> SOURCE EXTRACT:

The $13,000 launch of my code review course

Curtis Einsmann
11 min readJun 30, 2022


Several months ago I launched my first info product, a video course called Master the Code Review. I built it from scratch, on my own, and from my own ideas. So far it’s done over $23K in revenue, with $13K in the first month.

An image showing the Gumroad dashboard where I made $23,542.40 in revenue for my first info product.

I’m not writing this to flex — there are many launches more successful than this one. Rather, I want to be transparent about how I built it, and reflect on some lessons learned. I know many developers aspire to launch creative projects. Hopefully this will be helpful!

Photo by Jon Robinson on Unsplash

July 2021 — The idea

I’ve always been inspired by the creative challenge of building a project that scales with my time. Info products are good candidates — build once, sell many.

I started writing online almost 2 years ago. My pieces on code reviews did well. For example, over 68,000 people have read this Twitter thread:

In July 2021, I left Amazon Web Services to be a freelancer. Freelancing gave me some time and project flexibility. Around this time, I got the idea to build a code review course.

But creative projects can get massive, quickly. At the outset, they can be intimidating.

Then I came across a video course by Daniel Vassallo: Everyone Can Build a Twitter Audience.

Watching this course changed my entire perspective on info products.

The course is a 90 minute, unedited video of Daniel talking about what he did to grow on Twitter. He’s using a bad microphone, bad lighting, and slides that don’t even have a theme. (Daniel, please forgive me for roasting your course. 😂)

Yet the course content was incredibly valuable — it changed the way I approach and leverage social media. It’s worth twice the price I paid. I realized that courses don’t need to be fancy to be valuable. The content is what really matters.

He’d launched it on Gumroad. In short, Gumroad is a simple website where you can upload files, and put them behind a paywall as a single product.

I was inspired to take a similar approach. I’d focus on high-quality content, without fancy and extravagant extras. (I did decide to edit the videos, though. 🤣)

So I started building — with a horrible blue background, sub-par lighting, and a microphone I barely knew how to use.

An image of me showing a diff, a screenshot from my code review course.

September 2021 — Naming and structure

I’ve learned that the name of the product should directly communicate its value.

Also, a single sentence or phrase should describe it. Like Apple, when they first launched the iPod: “1,000 songs in your pocket.”

For the name, I went with: Master the Code Review

What isn’t immediately obvious is that I cover code reviews in all 3 dimensions: (1) the code review process, (2) giving good reviews, and (3) writing good code that’ll be reviewed.

I went with: “Forge a better process. Give better reviews. Write better code.”

I had a hard time reducing this to a single phrase. So, I went with it. 🤷‍♂️

October 2021 — Announcement and email list

I had no idea if anybody wanted this. To gauge interest, I set up a simple website to collect emails.

Entries for segmentation labeling

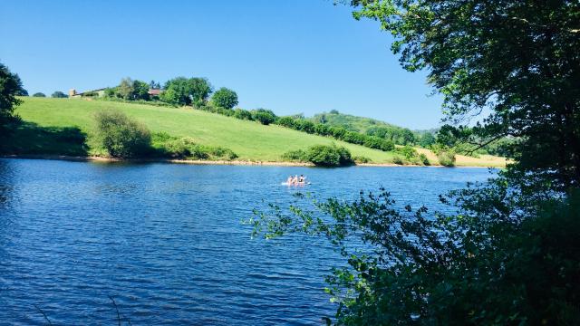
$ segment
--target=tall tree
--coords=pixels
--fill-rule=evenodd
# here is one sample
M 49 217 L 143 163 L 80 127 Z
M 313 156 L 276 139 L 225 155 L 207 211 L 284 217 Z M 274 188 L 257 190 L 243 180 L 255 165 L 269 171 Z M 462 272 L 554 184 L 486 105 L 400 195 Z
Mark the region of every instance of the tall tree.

==

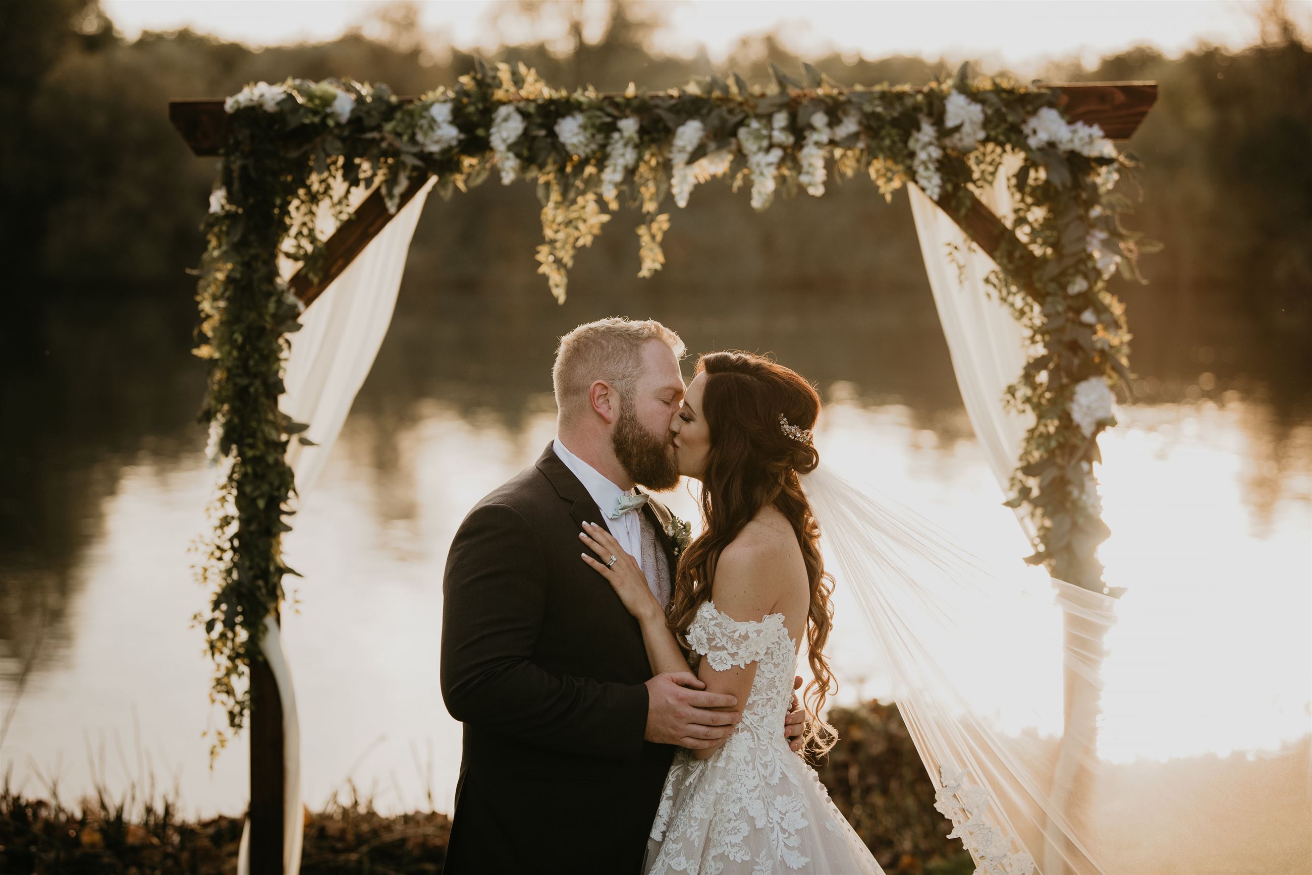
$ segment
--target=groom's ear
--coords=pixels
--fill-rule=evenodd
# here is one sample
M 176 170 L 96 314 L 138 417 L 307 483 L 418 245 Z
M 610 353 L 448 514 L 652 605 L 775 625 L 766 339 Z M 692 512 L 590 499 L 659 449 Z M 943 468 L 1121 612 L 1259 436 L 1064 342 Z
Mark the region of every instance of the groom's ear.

* * *

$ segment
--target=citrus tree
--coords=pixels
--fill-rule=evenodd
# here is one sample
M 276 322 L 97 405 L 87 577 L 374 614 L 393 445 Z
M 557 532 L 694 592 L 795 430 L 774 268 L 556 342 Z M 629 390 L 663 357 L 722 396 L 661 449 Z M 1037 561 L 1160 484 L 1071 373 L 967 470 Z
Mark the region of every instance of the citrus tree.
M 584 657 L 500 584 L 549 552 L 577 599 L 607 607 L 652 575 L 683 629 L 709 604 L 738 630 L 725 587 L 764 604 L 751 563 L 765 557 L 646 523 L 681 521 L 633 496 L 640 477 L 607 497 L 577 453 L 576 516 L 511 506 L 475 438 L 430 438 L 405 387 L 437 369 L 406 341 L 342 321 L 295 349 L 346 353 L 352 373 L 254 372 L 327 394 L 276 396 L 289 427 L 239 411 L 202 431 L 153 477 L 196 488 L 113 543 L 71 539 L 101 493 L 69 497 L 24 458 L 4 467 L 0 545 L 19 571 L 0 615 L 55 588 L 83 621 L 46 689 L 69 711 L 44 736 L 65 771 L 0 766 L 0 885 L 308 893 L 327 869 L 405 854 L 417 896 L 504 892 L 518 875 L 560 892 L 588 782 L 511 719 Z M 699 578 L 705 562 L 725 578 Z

> TO BE DONE: Carry on writing the post about launching the code review course, starting right after its final sentence. None of the entries are needed for what comes next.

> RESPONSE TO THE TASK:
I already owned a personal website, built with Jekyll, for freelance and blogging purposes. I decided to repurpose that.

Here’s what it looked like:

A screenshot of my website when I announced my course.

It was… pretty bare. I didn’t know anything about copywriting, so I didn’t know what else to put. I improved on this later, which I’ll get to.

I used Gumroad for my email list. I wrote a launch announcement thread, explaining why I was building the course. At the end, I linked a call to action to subscribe on my website.

From the launch thread, I gained about 150 email subscribers! 📈

I later realized this announcement was flawed. There were too many hurdles. They’d have to: expand the thread, scroll all the way to the bottom, click the link to the website, and enter their email.

That’s asking a lot. In hindsight, probably way too much. But I still got 150 signups — so I took this as a small win.

A screenshot of my email list growth after the announcement.

November 2021 — Stagnation and impostor feelings

After the initial announcement, signups stagnated. Over the next 60 days, I gained about 50 signups — less than one a day.

I had the launch thread pinned to the top of my Twitter profile. I used my biolink as the website in my Twitter profile, and within it, linked the landing page.

Even with 12K Twitter followers, and writing tweets every day, signups were slow.

This caused me to doubt myself, and question what I was doing. I felt like an impostor, undervaluing my own work.

“Will this even be valuable? Should I abandon this project? Was the initial interest a fluke?”

December 2021 — Making adjustments

Rather than abandon the project, I decided to make some tweaks.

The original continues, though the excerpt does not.